Entretien

JR : “On n'a pas fait un documentaire sur la prison mais un documentaire sur la force de l’art dans une prison”

Avec son nouveau documentaire Tehachapi, le street artiste JR nous plonge dans l'une des prisons les plus dangereuses des États-Unis.
JR  “On n'a pas fait un documentaire sur la prison mais un documentaire sur la force de lart dans une prison”
JR et Kevin Walsh, un ancien détenu, lors de la projection de Tehachapi au 50e festival de Telluride le 1er septembre 2023, dans le Colorado.© Vivien Killilea/Getty Images

Présenté au festival Telluride en 2023, Tehachapi, le nouveau documentaire de l'artiste JR, a nécessité trois ans de travail, avant de sortir en France ce mercredi 12 juin. Entre éloge du pardon et critique du milieu carcéral américain, ce film poignant dresse le portrait de certains détenus en quête de rédemption et prouve que l'art peut changer des vies.

L'action se déroule à Tehachapi, une prison américaine de sécurité maximale, sous le soleil brûlant du désert californien. Surnommée la “citadelle”, les détenus y sont parqués de manière déshumanisante avec des niveaux de 1 à 4 en fonction de leur dangerosité. JR, qui désire “rendre visible les invisibles”, a décidé de photographier individuellement chaque détenu, pour les représenter sur une immense fresque collée sur la cour de la prison. Non seulement l'artiste plasticien a obtenu un permis pour filmer autant qu'il le désire, mais il est parvenu à convaincre 28 détenus de la zone 4 à participer à ce projet inhabituel et à raconter leur histoire.

-=-=-=-=-

Recopiez fidèlement le passage de l'extrait ci-dessus qui commence à « JR et Kevin » et se termine à « changer des vies. » inclus.

Données affichées:
-=-=-=-=-

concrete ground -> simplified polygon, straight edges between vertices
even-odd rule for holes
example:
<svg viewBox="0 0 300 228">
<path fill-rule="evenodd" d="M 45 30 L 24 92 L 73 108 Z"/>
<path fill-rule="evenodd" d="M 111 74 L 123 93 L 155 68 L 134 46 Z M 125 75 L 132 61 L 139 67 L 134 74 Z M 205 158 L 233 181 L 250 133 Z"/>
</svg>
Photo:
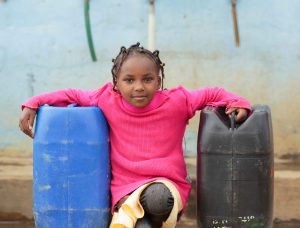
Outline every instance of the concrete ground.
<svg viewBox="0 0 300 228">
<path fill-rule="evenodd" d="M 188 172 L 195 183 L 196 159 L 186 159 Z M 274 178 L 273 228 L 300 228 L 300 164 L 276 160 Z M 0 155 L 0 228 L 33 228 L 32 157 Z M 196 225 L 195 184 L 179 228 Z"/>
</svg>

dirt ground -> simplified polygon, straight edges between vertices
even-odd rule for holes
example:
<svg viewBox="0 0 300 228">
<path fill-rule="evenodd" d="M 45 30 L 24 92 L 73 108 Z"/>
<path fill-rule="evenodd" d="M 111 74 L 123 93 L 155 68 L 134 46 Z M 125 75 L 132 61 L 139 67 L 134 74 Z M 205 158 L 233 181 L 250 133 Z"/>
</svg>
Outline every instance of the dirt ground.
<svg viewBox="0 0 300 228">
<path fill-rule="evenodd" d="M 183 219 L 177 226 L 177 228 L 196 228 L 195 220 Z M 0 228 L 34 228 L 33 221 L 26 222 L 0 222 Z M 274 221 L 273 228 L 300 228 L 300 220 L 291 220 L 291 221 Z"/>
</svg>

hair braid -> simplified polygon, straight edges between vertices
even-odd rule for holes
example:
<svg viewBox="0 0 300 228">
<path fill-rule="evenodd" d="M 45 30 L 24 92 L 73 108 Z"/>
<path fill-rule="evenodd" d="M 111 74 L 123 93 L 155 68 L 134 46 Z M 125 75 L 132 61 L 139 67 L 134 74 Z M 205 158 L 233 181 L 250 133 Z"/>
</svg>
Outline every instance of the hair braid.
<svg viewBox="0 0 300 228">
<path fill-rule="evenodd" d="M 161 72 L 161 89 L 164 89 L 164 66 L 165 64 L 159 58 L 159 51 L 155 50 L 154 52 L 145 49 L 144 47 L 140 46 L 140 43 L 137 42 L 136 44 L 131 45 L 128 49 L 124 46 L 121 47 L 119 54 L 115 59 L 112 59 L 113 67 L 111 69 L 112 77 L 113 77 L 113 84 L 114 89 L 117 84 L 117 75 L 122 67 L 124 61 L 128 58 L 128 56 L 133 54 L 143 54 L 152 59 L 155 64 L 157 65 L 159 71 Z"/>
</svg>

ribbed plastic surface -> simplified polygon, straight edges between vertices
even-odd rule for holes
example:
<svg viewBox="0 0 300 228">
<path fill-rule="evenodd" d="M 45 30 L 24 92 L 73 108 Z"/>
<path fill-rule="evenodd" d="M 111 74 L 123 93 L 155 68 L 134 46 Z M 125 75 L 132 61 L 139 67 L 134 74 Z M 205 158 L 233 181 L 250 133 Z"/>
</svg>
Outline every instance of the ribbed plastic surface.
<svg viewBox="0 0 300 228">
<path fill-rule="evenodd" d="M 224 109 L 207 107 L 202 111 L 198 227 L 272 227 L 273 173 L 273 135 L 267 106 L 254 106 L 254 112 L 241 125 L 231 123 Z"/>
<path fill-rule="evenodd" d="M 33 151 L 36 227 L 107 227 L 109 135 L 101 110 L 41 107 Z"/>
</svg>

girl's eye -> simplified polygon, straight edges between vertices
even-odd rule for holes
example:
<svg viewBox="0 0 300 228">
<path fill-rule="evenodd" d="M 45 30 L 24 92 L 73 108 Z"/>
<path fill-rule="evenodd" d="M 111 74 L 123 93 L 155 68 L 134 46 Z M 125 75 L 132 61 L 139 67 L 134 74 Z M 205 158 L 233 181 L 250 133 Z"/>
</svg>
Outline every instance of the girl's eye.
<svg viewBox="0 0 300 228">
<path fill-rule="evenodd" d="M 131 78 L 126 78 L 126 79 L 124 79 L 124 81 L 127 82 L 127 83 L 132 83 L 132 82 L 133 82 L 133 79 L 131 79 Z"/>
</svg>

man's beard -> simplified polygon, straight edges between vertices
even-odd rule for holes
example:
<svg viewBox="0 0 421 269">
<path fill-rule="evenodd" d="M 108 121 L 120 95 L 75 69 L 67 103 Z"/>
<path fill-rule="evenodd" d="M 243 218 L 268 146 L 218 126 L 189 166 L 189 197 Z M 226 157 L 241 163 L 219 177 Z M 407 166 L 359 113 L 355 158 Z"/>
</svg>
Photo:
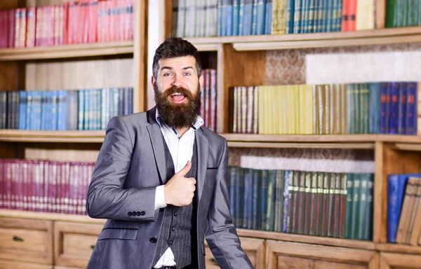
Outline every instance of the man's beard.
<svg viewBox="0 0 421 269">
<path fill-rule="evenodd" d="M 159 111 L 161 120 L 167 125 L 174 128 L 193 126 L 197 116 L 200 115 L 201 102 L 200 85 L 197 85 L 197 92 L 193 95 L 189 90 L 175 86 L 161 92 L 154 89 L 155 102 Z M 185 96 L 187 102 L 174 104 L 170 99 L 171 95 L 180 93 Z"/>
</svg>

-=-=-=-=-

Corrigé:
JR et Kevin Walsh, un ancien détenu, lors de la projection de Tehachapi au 50e festival de Telluride le 1er septembre 2023, dans le Colorado.© Vivien Killilea/Getty Images

Présenté au festival Telluride en 2023, Tehachapi, le nouveau documentaire de l'artiste JR, a nécessité trois ans de travail, avant de sortir en France ce mercredi 12 juin. Entre éloge du pardon et critique du milieu carcéral américain, ce film poignant dresse le portrait de certains détenus en quête de rédemption et prouve que l'art peut changer des vies.